- **TEXTO DE LEITURA**
O amontoamento de milhares de indivíduos geneticamente similares em condições insalubres e de alta densidade induz a péssimas condições de saúde e elevados níveis de estresse nesses seres sencientes, aumentando fortemente assim o risco de transmissão de patógenos entre animais e seres humanos. A agricultura animal industrial é como se fosse uma placa de Petri em grande escala, fornecendo as condições ideais para o surgimento e a disseminação de novos vírus, e o cruzamento das barreias entre as espécies.

Embora a atual pandemia do COVID-19 não tenha se originado em matadouros ou fazendas de criação animal, ela rapidamente chegou até elas. Foram diversos os casos de surtos localizados de COVID-19 em frigoríficos e matadouros no Brasil e em outros países, expondo a evidente fragilidade e vulnerabilidade desses sistemas e o enorme risco sanitário trazido por eles.

Então, o risco de futuras epidemias e pandemias zoonóticas aumenta proporcionalmente com o aumento da demanda por produtos de origem animal, e apenas uma revisão urgente de nosso sistema alimentar baseado em produtos de origem animal pode fazer a diferença para prevenir o aparecimento de novas pandemias no futuro.

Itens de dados
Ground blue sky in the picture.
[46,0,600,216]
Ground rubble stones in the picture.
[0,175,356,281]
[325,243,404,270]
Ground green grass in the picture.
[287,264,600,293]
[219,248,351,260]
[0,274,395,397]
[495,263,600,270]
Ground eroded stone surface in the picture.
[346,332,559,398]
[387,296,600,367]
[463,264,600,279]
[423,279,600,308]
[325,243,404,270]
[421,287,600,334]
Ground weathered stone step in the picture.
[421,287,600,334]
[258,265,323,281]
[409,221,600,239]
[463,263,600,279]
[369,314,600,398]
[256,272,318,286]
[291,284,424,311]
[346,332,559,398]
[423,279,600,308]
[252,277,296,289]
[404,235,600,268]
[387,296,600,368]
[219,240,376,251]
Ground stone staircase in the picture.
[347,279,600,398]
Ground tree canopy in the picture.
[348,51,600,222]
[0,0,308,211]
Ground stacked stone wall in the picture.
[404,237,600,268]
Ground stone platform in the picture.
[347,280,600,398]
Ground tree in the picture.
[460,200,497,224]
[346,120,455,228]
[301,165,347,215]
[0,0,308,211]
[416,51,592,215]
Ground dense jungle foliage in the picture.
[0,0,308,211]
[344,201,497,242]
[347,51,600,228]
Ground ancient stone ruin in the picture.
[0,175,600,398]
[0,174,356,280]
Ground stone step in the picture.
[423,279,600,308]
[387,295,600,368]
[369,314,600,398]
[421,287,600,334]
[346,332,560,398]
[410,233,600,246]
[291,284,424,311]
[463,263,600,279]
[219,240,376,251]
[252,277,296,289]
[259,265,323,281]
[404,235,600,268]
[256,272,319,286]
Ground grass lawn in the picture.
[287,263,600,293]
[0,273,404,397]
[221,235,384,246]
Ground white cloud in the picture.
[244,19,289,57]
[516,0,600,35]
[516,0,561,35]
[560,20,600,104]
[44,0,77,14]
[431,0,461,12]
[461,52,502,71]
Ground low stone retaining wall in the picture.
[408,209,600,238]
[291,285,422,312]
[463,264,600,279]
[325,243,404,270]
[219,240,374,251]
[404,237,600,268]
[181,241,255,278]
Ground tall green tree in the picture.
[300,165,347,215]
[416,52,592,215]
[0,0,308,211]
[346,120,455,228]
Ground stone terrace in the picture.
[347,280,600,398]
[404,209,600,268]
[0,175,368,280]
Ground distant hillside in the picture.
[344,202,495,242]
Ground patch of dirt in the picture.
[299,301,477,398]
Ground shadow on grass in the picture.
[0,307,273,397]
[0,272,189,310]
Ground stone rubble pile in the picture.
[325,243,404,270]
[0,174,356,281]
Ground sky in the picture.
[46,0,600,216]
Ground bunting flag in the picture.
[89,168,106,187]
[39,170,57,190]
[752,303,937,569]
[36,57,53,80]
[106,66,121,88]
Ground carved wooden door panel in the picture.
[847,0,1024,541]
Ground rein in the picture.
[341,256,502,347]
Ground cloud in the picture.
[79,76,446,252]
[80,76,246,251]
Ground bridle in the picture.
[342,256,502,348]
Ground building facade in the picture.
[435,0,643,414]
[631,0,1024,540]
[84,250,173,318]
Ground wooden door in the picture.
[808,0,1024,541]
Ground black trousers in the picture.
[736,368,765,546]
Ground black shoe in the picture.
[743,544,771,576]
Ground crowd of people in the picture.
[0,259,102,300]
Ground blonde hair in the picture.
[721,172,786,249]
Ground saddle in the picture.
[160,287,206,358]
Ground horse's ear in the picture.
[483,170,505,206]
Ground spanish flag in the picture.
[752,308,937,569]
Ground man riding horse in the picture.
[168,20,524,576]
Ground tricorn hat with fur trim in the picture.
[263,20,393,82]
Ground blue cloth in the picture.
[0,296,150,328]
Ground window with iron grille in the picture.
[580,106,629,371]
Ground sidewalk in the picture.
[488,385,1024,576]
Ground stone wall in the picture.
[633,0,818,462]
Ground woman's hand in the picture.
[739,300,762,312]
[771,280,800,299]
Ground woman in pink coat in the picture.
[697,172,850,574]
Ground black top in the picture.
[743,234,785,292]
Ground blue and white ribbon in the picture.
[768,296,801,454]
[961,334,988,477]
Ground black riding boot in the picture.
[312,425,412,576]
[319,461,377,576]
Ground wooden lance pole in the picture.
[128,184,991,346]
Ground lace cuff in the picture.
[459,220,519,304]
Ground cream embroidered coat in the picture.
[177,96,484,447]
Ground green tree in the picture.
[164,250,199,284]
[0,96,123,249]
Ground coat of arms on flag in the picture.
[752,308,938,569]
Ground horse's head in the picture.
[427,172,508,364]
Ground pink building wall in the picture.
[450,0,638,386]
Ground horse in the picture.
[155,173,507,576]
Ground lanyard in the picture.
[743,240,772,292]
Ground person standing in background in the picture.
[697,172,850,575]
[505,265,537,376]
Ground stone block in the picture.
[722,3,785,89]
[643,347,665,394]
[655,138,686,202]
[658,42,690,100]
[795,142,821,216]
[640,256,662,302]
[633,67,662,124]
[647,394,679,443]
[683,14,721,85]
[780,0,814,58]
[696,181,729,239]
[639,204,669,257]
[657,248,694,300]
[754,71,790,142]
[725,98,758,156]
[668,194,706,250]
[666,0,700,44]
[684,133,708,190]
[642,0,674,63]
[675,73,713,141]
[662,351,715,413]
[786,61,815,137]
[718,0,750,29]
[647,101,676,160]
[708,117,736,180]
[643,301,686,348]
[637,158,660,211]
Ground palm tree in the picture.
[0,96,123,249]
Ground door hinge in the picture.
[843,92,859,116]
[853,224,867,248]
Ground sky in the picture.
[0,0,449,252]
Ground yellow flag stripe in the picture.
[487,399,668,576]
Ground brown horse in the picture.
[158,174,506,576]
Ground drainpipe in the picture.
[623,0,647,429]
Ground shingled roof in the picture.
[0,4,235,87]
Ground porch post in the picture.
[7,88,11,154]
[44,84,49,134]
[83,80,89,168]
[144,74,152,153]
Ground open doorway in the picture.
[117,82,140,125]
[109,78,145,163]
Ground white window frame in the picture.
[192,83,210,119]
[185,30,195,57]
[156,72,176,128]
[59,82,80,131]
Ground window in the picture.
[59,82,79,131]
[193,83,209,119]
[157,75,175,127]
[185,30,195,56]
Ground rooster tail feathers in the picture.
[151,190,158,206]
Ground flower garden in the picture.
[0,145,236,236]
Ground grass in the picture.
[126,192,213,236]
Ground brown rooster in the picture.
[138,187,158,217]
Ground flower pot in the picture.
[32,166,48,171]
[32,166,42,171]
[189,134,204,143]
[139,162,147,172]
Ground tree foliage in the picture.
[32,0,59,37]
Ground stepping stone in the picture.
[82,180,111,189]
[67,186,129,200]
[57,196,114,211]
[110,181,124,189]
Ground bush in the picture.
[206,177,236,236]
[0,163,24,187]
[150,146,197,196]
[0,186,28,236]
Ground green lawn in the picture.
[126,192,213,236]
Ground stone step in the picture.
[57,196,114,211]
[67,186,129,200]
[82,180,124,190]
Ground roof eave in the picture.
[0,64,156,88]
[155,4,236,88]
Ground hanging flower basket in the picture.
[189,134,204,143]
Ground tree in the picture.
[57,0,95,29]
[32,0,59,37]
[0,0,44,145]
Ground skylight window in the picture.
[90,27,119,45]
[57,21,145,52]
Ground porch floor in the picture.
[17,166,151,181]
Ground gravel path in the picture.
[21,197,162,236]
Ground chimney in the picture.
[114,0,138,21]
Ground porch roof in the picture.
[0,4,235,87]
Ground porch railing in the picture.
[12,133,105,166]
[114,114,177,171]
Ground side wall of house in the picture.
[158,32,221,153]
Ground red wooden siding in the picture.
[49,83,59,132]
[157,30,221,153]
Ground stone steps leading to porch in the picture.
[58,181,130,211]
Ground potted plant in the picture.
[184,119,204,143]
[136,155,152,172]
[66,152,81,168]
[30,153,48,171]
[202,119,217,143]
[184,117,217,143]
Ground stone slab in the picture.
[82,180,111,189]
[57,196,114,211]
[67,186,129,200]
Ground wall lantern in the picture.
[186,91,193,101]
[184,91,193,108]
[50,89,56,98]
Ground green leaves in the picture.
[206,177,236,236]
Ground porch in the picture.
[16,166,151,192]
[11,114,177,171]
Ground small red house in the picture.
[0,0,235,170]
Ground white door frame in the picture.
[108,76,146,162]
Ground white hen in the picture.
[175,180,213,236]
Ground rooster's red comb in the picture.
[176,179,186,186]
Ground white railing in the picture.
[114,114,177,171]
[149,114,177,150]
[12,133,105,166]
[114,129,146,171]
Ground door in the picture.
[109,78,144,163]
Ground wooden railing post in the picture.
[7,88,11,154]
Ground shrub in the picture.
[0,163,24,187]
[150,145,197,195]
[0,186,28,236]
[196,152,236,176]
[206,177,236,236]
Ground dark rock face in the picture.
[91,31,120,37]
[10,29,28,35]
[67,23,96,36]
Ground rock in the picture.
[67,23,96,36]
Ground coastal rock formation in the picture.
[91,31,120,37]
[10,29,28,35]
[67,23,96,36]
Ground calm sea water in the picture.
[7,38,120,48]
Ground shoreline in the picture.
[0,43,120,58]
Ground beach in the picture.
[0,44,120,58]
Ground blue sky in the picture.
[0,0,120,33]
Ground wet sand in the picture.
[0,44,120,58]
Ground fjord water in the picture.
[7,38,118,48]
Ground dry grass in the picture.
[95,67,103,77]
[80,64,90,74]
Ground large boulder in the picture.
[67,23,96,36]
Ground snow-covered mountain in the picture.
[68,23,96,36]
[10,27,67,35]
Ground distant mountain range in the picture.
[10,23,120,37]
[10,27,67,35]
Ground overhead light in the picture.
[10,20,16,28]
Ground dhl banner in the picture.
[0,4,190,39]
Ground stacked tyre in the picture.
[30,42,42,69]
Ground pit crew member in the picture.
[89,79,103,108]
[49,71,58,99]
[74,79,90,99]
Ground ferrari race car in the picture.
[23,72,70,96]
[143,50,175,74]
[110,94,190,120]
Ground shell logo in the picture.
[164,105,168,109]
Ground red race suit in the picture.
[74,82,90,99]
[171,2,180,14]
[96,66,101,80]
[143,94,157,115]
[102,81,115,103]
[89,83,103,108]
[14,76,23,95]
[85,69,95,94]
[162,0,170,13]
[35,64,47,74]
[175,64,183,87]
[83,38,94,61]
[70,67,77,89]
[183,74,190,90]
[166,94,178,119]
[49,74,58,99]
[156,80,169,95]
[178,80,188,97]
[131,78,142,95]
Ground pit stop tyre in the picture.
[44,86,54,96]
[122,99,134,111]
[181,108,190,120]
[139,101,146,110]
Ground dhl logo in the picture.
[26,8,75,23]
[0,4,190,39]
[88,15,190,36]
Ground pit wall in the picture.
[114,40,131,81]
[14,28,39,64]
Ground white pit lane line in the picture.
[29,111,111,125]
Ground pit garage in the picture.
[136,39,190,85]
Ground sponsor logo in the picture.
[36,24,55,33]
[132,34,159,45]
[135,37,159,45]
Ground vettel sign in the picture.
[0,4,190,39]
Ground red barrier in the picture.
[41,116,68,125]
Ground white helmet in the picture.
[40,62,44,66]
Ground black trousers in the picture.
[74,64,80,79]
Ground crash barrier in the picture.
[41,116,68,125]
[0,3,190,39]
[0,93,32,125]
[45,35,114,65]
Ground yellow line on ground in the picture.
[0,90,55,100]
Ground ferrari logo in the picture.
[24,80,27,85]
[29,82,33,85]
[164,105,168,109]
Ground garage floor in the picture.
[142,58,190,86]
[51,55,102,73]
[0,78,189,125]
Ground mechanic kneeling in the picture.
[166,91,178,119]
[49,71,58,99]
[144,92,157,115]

- **INSTRUÇÕES**
a) Cite literalmente o trecho do texto sobre agricultura animal industrial que começa em "Embora a atual" e termina em "pandemias no futuro.".
b) Enumere os efeitos que, segundo o texto sobre agricultura animal industrial, o amontoamento de milhares de indivíduos geneticamente similares em condições insalubres e de alta densidade provoca nesses animais e no risco sanitário.
A listagem não tem nenhum papel nesta atividade.

- **RESPOSTAS POR TAREFA**
a)
Embora a atual pandemia do COVID-19 não tenha se originado em matadouros ou fazendas de criação animal, ela rapidamente chegou até elas. Foram diversos os casos de surtos localizados de COVID-19 em frigoríficos e matadouros no Brasil e em outros países, expondo a evidente fragilidade e vulnerabilidade desses sistemas e o enorme risco sanitário trazido por eles.

Então, o risco de futuras epidemias e pandemias zoonóticas aumenta proporcionalmente com o aumento da demanda por produtos de origem animal, e apenas uma revisão urgente de nosso sistema alimentar baseado em produtos de origem animal pode fazer a diferença para prevenir o aparecimento de novas pandemias no futuro.

b)
- Péssimas condições de saúde
- Elevados níveis de estresse
- Forte aumento do risco de transmissão de patógenos entre animais e seres humanos